#### [Direction]
Starting with the line that contains "every blue sky." and going on through the line that contains "590,231,739,284", write those lines out again with "bounding box" replaced by "enclosing rectangle" and everything else left unchanged.

#### [Provided data]
+---+

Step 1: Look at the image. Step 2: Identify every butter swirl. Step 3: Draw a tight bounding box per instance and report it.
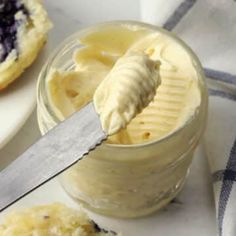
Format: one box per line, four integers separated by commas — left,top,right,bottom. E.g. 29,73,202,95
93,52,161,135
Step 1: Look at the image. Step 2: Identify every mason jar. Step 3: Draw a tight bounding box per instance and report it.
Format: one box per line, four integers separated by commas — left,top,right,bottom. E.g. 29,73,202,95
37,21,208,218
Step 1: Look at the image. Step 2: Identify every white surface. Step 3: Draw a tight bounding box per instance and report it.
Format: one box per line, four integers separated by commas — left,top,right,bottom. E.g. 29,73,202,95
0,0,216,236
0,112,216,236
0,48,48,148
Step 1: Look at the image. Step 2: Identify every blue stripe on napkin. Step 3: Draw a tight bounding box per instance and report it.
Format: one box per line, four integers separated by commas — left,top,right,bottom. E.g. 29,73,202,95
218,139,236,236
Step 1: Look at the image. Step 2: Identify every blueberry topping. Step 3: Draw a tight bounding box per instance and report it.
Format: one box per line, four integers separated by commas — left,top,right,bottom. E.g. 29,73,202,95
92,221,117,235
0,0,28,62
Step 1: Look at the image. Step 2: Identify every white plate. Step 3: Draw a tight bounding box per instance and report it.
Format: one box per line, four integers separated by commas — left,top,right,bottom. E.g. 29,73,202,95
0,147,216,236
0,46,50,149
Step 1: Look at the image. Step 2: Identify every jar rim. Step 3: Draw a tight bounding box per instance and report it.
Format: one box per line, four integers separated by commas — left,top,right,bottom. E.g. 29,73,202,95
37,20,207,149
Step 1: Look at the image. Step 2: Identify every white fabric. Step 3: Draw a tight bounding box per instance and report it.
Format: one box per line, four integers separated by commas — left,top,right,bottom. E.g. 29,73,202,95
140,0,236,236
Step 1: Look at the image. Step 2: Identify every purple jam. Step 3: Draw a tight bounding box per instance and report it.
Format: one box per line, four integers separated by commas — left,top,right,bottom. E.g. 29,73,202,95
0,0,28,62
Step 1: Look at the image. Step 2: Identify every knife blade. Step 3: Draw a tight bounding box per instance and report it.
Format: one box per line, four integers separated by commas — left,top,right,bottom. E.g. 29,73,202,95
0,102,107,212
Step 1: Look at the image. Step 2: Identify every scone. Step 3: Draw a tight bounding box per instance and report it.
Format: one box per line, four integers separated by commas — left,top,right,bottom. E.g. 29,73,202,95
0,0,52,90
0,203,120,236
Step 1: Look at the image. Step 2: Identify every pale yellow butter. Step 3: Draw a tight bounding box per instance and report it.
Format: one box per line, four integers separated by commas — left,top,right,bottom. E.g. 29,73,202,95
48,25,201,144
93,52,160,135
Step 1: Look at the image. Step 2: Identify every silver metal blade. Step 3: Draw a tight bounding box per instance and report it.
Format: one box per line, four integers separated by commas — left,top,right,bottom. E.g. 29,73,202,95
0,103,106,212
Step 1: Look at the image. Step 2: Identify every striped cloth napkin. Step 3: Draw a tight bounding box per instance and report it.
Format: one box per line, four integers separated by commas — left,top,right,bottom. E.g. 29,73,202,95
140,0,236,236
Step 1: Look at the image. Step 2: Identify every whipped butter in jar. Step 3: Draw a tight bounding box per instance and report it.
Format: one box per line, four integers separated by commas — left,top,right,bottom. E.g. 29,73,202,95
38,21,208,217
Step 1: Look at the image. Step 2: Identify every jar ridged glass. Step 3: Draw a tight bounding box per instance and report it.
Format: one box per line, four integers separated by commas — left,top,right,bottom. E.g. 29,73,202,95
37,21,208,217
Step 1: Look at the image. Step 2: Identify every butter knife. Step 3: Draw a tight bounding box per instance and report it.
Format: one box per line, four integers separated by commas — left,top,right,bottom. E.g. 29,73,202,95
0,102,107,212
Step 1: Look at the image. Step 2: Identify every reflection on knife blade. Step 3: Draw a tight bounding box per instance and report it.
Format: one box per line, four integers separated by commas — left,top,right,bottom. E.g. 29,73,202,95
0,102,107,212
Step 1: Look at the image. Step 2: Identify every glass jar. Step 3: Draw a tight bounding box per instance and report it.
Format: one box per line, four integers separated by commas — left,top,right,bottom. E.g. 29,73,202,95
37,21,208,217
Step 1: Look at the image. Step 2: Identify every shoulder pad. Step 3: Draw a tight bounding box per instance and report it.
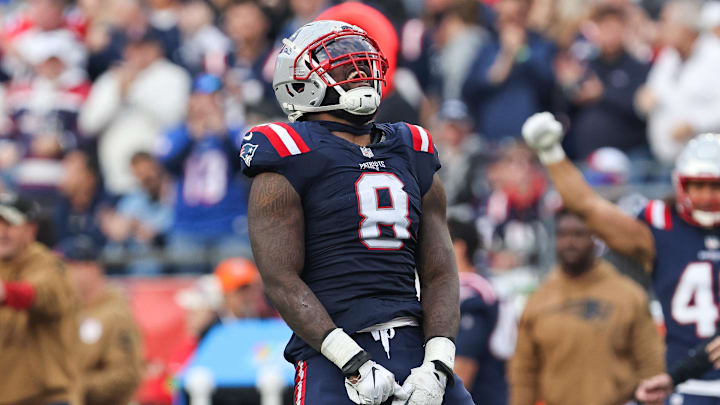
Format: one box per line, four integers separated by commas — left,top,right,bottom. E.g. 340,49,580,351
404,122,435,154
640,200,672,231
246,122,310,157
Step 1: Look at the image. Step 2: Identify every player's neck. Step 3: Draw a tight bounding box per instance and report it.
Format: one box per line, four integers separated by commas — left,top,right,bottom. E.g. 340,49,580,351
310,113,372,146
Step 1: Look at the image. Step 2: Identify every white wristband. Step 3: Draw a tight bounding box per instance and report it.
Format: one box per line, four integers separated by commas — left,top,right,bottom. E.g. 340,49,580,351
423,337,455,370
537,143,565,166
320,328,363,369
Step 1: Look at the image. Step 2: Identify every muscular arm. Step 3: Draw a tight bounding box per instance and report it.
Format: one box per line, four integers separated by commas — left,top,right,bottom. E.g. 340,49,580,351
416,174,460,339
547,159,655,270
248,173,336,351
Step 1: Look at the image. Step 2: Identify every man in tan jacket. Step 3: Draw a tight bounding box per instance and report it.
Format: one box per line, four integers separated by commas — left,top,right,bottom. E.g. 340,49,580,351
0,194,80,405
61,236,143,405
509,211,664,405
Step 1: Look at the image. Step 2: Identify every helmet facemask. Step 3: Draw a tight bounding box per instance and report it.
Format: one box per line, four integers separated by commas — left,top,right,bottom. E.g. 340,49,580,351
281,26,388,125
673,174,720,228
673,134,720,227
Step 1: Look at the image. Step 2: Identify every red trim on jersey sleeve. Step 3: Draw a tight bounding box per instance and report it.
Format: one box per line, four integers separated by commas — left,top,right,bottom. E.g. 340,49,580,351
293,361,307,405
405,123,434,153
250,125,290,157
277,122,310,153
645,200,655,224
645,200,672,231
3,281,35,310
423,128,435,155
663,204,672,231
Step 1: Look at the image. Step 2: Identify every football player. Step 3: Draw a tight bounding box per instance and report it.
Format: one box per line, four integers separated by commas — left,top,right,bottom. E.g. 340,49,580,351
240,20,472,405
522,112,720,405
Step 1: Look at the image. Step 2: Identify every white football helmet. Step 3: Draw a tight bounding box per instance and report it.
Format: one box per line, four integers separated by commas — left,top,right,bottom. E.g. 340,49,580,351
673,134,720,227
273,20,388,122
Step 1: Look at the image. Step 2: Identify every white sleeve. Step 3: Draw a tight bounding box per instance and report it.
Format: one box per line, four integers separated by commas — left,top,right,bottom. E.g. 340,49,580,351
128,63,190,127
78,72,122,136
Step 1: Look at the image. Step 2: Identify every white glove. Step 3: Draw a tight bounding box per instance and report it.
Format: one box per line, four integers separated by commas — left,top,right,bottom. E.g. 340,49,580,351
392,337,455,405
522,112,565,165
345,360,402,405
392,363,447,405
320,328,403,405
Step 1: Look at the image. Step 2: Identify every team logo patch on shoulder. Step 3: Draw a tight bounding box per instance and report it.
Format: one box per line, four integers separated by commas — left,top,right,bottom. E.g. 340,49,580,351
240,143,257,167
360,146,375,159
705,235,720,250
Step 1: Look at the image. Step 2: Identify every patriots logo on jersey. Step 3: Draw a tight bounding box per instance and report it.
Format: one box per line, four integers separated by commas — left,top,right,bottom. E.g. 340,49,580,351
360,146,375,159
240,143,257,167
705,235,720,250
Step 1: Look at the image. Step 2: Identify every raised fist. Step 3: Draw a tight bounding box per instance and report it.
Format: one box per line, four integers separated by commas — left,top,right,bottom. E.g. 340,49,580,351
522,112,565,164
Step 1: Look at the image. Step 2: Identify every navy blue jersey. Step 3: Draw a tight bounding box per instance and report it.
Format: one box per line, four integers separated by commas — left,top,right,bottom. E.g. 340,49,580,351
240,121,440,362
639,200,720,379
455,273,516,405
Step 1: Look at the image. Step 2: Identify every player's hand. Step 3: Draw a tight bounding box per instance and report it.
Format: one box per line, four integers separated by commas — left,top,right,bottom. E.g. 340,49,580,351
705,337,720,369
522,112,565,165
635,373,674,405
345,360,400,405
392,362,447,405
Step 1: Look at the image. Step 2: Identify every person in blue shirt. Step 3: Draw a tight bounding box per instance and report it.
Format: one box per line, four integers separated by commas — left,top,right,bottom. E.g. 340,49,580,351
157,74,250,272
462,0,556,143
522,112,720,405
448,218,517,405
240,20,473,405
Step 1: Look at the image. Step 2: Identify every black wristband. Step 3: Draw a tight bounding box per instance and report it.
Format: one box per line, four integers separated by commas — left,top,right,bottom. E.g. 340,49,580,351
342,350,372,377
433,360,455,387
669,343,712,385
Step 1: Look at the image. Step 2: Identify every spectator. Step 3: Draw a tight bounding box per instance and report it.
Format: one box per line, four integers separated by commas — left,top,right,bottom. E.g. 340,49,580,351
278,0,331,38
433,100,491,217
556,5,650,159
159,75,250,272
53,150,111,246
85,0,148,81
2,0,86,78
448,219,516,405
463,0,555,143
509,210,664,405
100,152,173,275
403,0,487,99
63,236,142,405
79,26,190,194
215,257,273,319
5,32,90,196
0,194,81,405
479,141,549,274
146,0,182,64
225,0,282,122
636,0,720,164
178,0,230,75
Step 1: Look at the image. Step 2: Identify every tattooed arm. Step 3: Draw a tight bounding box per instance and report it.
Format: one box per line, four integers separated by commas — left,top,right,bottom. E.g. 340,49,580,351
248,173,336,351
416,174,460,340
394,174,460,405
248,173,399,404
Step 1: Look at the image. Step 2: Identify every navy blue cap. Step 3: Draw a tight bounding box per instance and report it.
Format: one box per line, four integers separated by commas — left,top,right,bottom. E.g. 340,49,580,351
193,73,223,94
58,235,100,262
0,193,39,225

+---+

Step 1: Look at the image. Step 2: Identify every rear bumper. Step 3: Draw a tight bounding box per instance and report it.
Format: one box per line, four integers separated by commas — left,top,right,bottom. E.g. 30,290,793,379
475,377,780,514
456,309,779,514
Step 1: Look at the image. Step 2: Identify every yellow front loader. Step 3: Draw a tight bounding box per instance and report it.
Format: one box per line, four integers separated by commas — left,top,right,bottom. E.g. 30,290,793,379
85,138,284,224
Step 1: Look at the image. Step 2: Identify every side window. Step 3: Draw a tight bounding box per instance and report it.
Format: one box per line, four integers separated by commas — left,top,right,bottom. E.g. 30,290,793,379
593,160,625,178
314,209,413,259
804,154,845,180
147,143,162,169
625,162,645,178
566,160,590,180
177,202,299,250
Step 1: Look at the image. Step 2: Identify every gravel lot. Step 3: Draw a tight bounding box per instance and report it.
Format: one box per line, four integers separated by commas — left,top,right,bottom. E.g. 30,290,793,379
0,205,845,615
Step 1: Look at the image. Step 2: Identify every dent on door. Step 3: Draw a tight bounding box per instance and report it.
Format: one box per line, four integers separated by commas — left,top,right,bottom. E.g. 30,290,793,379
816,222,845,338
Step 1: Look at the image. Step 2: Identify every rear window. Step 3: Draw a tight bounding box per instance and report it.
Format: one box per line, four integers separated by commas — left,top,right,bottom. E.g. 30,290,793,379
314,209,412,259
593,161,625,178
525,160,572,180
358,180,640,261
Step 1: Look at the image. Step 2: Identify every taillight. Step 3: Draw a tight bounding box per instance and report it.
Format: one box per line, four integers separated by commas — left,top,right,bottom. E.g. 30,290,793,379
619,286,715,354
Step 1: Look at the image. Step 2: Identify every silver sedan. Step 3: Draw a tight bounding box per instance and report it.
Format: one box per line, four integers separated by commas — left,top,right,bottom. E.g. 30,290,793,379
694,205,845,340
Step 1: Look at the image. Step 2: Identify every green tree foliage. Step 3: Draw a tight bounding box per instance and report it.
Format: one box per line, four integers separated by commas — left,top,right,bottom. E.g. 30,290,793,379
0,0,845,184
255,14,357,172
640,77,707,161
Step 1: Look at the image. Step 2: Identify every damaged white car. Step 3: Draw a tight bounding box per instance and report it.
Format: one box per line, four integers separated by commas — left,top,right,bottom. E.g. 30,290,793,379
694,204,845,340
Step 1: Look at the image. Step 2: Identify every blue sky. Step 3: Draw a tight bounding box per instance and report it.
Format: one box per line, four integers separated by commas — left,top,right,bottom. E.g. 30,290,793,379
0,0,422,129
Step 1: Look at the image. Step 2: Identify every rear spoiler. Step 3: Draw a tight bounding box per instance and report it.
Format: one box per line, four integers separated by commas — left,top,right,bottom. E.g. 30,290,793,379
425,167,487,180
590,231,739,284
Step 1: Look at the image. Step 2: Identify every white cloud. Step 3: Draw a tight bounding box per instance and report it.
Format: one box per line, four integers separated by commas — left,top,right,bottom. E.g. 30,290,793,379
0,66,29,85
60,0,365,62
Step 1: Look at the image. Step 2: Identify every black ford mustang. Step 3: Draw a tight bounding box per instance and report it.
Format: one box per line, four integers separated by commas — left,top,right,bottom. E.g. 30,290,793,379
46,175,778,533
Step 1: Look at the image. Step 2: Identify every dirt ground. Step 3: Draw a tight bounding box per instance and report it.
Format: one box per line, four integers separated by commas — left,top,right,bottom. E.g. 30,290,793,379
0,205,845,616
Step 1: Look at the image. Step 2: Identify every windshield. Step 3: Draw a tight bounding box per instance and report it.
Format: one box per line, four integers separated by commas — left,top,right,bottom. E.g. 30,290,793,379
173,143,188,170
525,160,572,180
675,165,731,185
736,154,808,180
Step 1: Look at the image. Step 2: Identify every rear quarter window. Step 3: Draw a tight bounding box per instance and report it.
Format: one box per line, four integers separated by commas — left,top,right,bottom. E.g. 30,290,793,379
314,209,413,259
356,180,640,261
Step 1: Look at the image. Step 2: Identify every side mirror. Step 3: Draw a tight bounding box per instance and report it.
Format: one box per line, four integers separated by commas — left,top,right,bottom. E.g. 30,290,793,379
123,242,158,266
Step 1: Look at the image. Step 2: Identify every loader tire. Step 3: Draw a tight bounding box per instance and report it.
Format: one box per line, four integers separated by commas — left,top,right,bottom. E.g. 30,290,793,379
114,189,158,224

+---+

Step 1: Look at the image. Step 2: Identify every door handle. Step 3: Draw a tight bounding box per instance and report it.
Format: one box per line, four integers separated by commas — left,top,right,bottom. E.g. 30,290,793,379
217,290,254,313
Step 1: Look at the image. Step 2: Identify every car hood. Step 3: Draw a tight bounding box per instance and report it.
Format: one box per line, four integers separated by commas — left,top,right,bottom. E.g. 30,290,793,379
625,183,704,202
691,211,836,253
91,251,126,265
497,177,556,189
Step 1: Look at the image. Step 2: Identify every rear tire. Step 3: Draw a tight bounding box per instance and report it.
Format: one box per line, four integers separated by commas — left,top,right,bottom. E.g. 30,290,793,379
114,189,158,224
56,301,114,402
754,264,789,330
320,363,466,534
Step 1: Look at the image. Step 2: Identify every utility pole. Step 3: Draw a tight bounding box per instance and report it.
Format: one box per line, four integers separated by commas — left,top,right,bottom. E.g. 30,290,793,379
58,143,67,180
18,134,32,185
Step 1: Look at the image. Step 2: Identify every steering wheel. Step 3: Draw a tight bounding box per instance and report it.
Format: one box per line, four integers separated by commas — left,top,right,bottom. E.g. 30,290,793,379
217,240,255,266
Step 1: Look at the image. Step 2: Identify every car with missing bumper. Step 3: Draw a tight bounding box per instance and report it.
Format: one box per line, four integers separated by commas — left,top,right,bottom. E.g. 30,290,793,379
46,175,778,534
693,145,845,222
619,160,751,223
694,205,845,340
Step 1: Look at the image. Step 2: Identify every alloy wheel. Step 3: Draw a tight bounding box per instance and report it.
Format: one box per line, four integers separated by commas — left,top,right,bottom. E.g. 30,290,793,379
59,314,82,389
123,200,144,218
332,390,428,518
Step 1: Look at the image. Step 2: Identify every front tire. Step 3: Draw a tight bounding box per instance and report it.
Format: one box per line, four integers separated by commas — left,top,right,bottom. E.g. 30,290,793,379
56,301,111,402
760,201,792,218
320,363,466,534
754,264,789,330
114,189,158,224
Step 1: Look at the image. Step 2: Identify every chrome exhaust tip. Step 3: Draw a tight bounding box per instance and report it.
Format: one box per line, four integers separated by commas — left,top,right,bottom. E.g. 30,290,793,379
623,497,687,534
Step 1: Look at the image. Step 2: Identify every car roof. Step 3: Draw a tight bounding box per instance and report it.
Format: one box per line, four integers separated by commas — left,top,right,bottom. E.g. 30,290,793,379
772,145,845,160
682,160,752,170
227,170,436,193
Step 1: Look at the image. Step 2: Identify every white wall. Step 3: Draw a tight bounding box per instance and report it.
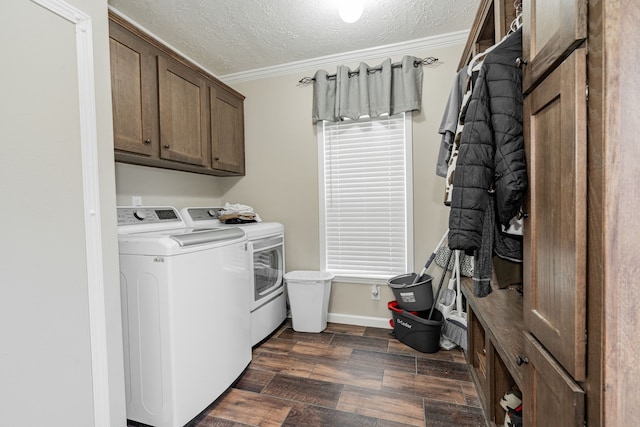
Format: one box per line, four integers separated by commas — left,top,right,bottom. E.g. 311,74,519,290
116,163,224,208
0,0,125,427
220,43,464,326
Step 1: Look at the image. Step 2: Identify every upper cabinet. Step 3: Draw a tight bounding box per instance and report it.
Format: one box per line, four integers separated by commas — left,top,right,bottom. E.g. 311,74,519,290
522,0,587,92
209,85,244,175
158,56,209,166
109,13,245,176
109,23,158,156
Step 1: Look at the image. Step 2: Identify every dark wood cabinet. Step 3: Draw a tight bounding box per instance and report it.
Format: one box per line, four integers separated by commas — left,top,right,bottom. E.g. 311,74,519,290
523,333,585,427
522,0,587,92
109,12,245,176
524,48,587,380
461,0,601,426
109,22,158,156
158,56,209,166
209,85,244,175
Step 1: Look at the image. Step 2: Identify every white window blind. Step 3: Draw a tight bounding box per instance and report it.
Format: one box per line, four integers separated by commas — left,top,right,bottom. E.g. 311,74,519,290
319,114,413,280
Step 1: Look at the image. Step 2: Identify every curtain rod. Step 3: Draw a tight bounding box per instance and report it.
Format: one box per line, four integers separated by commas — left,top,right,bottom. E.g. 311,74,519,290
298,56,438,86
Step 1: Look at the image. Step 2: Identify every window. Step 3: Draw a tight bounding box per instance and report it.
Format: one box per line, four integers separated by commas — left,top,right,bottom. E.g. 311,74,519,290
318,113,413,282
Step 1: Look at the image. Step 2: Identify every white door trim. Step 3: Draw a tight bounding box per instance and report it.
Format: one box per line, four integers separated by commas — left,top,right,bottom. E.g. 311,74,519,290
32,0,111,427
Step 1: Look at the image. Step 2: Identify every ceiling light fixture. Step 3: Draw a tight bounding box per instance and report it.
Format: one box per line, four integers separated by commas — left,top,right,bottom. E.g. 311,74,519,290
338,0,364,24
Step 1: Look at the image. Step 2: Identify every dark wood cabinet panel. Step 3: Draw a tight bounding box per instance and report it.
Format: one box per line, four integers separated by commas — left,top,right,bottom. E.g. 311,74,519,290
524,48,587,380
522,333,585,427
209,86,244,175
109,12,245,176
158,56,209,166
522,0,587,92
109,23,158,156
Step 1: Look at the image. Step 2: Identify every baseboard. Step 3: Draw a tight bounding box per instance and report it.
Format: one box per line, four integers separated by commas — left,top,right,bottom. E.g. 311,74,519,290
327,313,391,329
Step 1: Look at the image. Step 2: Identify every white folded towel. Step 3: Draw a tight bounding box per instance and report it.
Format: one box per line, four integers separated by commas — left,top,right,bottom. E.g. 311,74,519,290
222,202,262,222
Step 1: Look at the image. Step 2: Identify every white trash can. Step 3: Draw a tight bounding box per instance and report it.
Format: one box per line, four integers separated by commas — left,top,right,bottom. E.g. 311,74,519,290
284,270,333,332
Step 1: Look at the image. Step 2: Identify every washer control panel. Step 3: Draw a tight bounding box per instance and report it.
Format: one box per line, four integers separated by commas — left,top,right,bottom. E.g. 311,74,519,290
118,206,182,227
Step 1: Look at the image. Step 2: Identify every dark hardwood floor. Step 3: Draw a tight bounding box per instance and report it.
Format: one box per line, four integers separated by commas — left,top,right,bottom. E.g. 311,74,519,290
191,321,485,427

+---+

#### [Response to this task]
Step 1: Look at the image. Step 2: Identify every blue sky. Step 3: Draw a tight enclosing rectangle per instance and report it.
Format: one box per line, four integers separated by commas — left,top,right,bottom. E.g. 30,290,793,379
0,0,422,129
Step 1: Look at the image. Step 2: Identify every rear spoiler. Step 3: Draw a tight enclosing rectangle per instance and report it.
Format: one box per line, four integers separated by commas — left,top,right,bottom. E.g. 30,290,793,379
425,167,487,180
590,231,739,284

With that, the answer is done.